JOB> How many of the lines below contain the string "provide"? Case must match. Reply with the number only.
START RECORD LIST
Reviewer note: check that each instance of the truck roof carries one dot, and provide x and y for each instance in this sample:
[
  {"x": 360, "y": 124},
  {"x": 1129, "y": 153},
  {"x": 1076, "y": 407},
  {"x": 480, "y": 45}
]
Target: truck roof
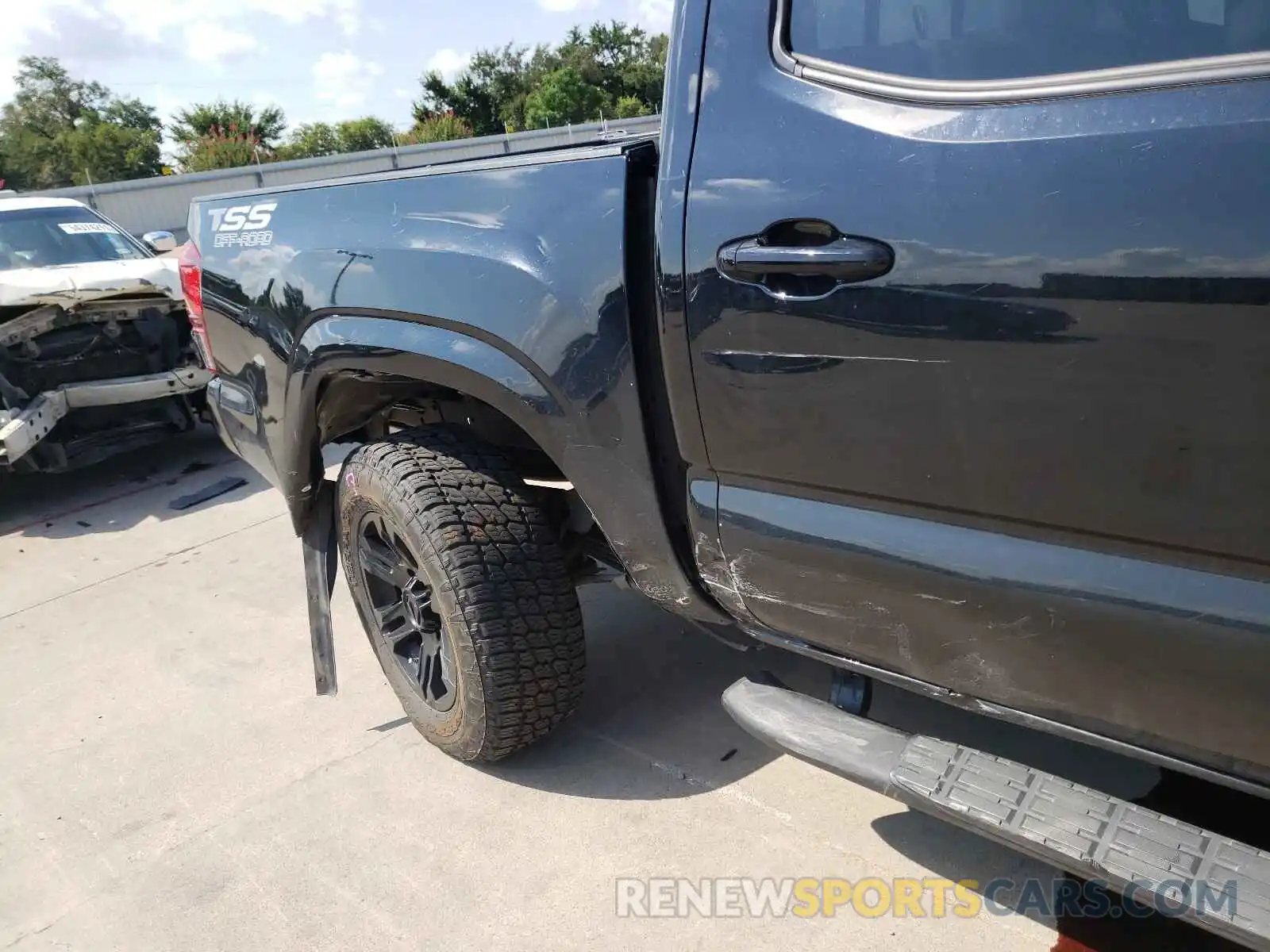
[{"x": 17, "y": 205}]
END RECORD LIST
START RECORD LIST
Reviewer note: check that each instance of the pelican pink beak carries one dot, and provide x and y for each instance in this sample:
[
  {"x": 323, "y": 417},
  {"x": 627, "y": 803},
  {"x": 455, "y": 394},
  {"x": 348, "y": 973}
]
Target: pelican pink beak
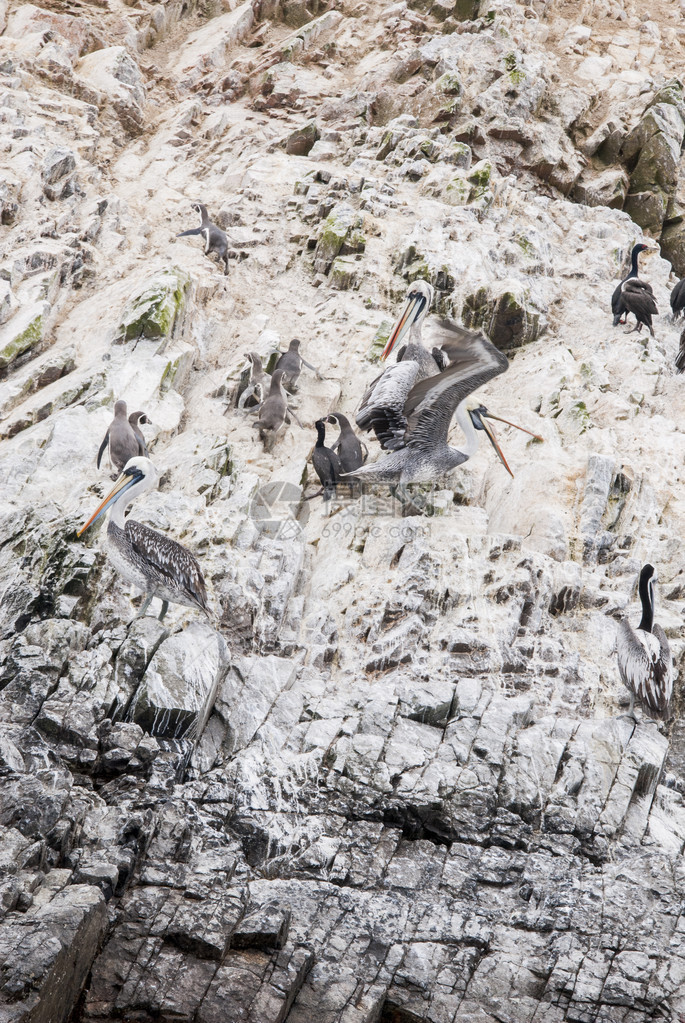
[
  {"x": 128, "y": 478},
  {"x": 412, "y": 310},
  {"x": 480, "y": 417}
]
END RECORD LIST
CORRECT RESULT> 2